--- Begin Dataset entries ---

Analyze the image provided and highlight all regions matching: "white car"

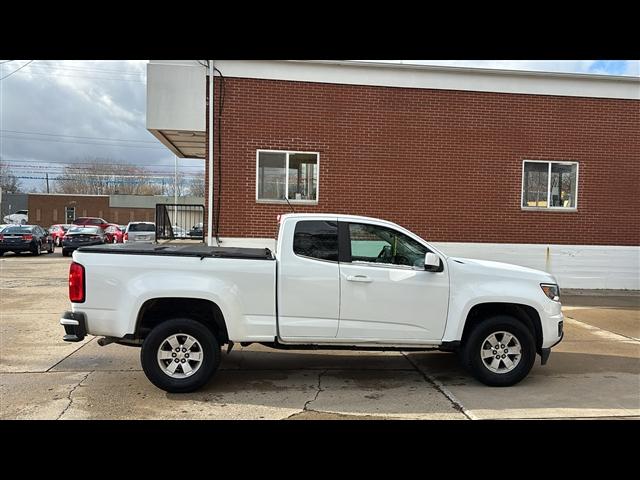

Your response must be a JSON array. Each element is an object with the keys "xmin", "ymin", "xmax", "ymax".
[
  {"xmin": 2, "ymin": 210, "xmax": 29, "ymax": 225},
  {"xmin": 60, "ymin": 214, "xmax": 563, "ymax": 392}
]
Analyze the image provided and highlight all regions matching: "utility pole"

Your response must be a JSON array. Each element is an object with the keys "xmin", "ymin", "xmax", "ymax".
[{"xmin": 173, "ymin": 153, "xmax": 178, "ymax": 228}]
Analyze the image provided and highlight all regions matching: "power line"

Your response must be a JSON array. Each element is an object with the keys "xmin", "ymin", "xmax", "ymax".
[
  {"xmin": 2, "ymin": 134, "xmax": 166, "ymax": 150},
  {"xmin": 0, "ymin": 60, "xmax": 33, "ymax": 82},
  {"xmin": 0, "ymin": 128, "xmax": 158, "ymax": 145}
]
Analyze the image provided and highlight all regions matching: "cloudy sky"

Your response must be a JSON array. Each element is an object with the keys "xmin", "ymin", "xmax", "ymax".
[{"xmin": 0, "ymin": 60, "xmax": 640, "ymax": 192}]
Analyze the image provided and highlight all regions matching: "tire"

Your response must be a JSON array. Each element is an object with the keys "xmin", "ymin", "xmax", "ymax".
[
  {"xmin": 140, "ymin": 318, "xmax": 220, "ymax": 393},
  {"xmin": 461, "ymin": 315, "xmax": 536, "ymax": 387}
]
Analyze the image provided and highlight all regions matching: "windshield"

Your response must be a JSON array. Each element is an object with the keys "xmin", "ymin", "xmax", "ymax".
[
  {"xmin": 67, "ymin": 227, "xmax": 100, "ymax": 235},
  {"xmin": 2, "ymin": 227, "xmax": 33, "ymax": 235},
  {"xmin": 129, "ymin": 223, "xmax": 156, "ymax": 232}
]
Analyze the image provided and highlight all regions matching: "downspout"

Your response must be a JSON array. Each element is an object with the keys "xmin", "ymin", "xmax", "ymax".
[{"xmin": 207, "ymin": 60, "xmax": 215, "ymax": 247}]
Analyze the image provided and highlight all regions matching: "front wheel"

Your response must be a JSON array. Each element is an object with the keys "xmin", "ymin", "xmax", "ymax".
[
  {"xmin": 461, "ymin": 315, "xmax": 536, "ymax": 387},
  {"xmin": 140, "ymin": 318, "xmax": 220, "ymax": 393}
]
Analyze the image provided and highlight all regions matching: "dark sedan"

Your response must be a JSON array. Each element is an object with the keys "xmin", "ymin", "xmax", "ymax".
[
  {"xmin": 62, "ymin": 225, "xmax": 106, "ymax": 257},
  {"xmin": 0, "ymin": 225, "xmax": 56, "ymax": 256}
]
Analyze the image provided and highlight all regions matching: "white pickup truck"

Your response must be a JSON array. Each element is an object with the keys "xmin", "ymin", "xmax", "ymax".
[{"xmin": 60, "ymin": 214, "xmax": 563, "ymax": 392}]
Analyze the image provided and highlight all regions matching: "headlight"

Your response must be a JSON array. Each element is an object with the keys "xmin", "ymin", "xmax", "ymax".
[{"xmin": 540, "ymin": 283, "xmax": 560, "ymax": 302}]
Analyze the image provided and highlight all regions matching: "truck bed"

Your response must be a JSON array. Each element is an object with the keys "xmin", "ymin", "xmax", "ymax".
[{"xmin": 78, "ymin": 243, "xmax": 274, "ymax": 260}]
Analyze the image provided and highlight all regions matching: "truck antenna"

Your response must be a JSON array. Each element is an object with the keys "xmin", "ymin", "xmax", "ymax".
[{"xmin": 284, "ymin": 195, "xmax": 296, "ymax": 213}]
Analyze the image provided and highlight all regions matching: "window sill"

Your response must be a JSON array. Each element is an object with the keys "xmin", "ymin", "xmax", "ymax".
[
  {"xmin": 520, "ymin": 207, "xmax": 578, "ymax": 213},
  {"xmin": 256, "ymin": 199, "xmax": 318, "ymax": 205}
]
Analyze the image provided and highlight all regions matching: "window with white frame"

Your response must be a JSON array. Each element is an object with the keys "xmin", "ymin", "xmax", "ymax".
[
  {"xmin": 256, "ymin": 150, "xmax": 320, "ymax": 203},
  {"xmin": 522, "ymin": 160, "xmax": 578, "ymax": 209}
]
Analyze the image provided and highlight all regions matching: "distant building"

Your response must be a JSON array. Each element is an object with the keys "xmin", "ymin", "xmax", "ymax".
[
  {"xmin": 25, "ymin": 193, "xmax": 204, "ymax": 227},
  {"xmin": 147, "ymin": 60, "xmax": 640, "ymax": 289}
]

--- End Dataset entries ---

**Written problem**
Tally the lines in the entries above that contain the word "white", with case counting. How many are there? Reply with the number only.

**Answer in full**
3